_Short exercise_
Copy the lines below word for word, from the line that contains "of the chimney" through the line that contains "pixel 50 142", and give only that stretch.

+++ Stored rows

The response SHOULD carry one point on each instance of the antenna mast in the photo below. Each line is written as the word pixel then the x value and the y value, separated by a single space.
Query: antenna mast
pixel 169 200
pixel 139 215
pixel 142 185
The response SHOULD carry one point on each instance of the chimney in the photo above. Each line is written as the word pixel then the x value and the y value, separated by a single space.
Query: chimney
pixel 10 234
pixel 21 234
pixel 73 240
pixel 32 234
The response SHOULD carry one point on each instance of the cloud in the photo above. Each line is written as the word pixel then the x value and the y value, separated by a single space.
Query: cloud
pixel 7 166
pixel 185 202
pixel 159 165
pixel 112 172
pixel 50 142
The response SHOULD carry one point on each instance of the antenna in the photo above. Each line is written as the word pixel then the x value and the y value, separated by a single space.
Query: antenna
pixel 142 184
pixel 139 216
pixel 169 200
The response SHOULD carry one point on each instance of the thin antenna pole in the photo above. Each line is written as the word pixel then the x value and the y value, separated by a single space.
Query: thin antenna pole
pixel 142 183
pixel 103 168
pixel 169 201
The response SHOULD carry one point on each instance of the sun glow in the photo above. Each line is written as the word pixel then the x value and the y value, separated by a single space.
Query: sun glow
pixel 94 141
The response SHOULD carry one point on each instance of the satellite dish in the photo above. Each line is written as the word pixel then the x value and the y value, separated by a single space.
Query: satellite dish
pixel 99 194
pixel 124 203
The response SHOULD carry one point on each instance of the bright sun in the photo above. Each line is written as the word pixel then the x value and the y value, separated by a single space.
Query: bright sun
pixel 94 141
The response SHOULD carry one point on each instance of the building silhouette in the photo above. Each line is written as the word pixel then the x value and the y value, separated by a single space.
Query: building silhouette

++++++

_Exercise output_
The response SHOULD carry one point on each instance of the chimney in the photo above. Each line is written as the word pixel then the x value and the y value, separated by a single space.
Query: chimney
pixel 10 234
pixel 21 234
pixel 73 240
pixel 32 234
The response SHOULD carry one point on each instance of the cloud in the photo above. Each line is written as the word pixel then the x value and the y value, separated by a single space.
Query: cloud
pixel 7 166
pixel 185 202
pixel 159 165
pixel 112 172
pixel 50 142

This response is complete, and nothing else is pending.